▶ **Input for this task**:
————————
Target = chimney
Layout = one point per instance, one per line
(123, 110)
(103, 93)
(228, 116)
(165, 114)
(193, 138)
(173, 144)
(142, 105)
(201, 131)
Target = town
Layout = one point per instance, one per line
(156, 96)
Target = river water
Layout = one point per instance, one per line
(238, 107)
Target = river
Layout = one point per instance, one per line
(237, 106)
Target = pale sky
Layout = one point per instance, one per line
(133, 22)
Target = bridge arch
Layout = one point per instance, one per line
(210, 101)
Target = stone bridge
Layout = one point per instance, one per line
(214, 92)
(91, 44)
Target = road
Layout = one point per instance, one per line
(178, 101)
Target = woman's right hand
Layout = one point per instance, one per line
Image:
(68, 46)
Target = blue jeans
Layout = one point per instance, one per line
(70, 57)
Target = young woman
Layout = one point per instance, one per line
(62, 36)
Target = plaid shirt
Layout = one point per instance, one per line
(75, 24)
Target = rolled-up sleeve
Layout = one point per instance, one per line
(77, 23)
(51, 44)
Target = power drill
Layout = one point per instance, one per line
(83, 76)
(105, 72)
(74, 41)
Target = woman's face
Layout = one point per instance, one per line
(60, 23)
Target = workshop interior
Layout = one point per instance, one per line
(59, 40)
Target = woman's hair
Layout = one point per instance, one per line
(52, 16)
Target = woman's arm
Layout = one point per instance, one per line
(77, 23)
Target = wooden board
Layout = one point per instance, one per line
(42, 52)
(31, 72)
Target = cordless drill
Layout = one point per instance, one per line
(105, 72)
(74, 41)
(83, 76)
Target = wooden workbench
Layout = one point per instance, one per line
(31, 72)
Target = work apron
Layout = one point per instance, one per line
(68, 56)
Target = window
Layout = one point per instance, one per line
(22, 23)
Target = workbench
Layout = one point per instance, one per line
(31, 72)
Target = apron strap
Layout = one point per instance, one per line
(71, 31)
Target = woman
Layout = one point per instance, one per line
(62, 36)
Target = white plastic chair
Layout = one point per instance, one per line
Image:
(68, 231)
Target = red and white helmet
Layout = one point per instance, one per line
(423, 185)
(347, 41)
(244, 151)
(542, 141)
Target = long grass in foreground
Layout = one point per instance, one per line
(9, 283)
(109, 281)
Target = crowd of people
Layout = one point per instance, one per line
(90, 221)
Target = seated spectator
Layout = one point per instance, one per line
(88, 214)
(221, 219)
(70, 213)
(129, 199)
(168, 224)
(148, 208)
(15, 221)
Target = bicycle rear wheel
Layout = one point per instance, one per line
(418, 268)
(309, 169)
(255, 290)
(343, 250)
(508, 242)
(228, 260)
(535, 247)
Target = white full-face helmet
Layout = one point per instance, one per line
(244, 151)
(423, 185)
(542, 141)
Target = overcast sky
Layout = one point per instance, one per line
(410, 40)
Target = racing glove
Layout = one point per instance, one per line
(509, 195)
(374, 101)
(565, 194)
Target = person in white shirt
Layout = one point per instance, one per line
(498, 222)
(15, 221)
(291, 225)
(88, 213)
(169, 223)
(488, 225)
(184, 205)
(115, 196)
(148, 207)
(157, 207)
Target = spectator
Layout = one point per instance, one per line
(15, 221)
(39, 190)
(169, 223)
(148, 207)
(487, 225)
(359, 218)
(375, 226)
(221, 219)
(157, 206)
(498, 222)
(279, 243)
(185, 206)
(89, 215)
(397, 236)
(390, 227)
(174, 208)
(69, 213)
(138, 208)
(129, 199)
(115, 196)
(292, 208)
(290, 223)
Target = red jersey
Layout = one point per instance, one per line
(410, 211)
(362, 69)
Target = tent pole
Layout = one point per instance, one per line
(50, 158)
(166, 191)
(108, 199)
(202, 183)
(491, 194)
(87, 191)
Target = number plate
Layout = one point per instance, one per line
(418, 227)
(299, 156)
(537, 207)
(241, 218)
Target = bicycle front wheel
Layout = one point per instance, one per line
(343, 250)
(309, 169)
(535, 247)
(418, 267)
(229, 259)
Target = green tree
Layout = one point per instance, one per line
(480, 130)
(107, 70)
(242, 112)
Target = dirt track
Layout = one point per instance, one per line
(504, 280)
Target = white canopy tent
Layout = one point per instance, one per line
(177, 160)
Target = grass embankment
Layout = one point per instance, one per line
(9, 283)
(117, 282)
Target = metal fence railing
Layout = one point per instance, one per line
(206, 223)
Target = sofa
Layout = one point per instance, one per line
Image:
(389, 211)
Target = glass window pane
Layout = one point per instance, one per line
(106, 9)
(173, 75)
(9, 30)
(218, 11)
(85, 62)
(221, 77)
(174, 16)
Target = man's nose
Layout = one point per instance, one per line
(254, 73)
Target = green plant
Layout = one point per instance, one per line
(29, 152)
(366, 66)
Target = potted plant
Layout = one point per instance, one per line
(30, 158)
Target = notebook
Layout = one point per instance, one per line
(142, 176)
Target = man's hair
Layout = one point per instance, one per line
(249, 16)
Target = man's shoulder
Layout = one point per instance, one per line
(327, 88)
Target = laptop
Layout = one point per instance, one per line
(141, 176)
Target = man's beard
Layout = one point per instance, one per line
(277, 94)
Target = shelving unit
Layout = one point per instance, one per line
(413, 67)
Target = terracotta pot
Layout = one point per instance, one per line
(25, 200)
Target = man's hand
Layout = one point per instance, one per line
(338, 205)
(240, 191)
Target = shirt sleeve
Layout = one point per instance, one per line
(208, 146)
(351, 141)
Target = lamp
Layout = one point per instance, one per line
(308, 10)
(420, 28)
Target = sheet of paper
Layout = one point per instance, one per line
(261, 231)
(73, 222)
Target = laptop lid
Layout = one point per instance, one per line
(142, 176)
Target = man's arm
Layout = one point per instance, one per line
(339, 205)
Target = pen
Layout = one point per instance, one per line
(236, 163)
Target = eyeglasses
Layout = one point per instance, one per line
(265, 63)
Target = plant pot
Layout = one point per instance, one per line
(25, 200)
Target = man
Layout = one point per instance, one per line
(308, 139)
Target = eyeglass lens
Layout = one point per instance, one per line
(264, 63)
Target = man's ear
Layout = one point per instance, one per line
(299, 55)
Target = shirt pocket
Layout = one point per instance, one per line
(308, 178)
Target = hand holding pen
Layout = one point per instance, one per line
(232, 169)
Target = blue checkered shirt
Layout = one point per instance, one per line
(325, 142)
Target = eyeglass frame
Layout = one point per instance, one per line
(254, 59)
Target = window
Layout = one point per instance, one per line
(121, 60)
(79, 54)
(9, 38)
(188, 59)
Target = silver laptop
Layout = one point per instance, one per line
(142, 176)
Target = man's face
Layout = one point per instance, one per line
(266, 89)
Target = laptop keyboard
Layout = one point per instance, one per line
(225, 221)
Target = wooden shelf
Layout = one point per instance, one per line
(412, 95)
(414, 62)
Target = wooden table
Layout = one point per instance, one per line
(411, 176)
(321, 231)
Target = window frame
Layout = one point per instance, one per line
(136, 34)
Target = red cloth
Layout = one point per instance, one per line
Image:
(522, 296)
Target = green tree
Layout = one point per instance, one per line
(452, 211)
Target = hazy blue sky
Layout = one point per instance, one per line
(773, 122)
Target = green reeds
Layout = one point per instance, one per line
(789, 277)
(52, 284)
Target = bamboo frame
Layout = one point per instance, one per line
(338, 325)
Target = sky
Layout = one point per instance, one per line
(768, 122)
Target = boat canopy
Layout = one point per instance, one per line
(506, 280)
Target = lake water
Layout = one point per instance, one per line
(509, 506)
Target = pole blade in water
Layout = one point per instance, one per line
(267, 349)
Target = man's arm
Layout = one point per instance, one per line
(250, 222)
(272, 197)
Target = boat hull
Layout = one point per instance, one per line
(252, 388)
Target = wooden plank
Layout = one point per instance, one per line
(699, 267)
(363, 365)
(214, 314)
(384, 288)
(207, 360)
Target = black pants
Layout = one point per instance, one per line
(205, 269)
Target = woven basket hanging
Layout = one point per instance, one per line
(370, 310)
————————
▶ **Your objective**: Write out the data from the line with "Target = black pants" through the end of the data as a numbered list, leaving out any blank lines.

▶ **Response**:
1. Target = black pants
2. Layout = one point per instance, one per line
3. (205, 269)
4. Target = woven basket hanging
5. Layout = one point per instance, one per line
6. (370, 310)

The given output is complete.